_STORED ROWS_.
-----

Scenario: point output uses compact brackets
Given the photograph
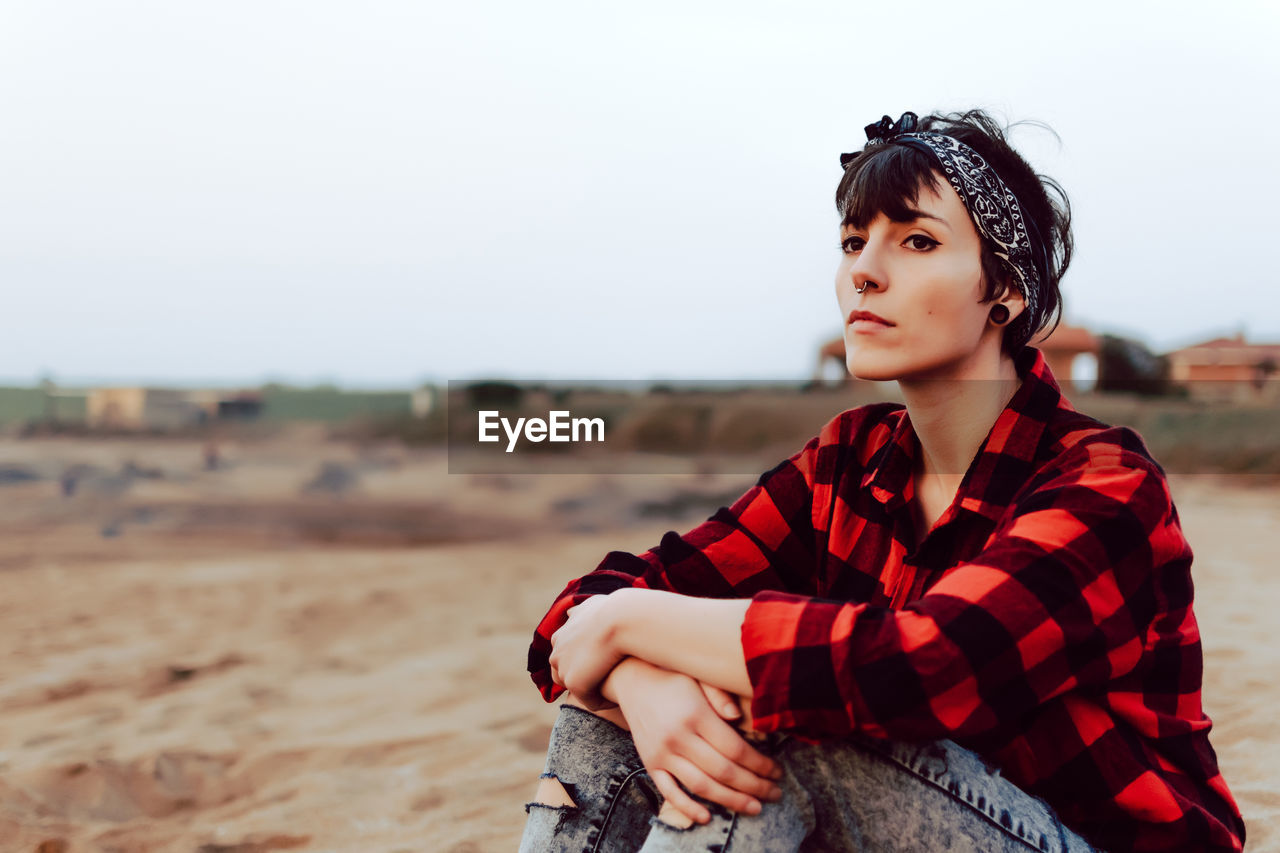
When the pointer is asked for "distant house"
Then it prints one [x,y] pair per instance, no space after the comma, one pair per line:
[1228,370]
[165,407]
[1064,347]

-----

_GOAL OF THE EXERCISE_.
Reproduce every entry exactly, but omit each picture.

_EXERCISE ANSWER_.
Scenario: point output uses compact brackets
Given the photograph
When the pointer is asked for "distant house"
Then it prints one [x,y] pair per instance, no space after the comma, one pair per line:
[1228,370]
[165,407]
[1064,347]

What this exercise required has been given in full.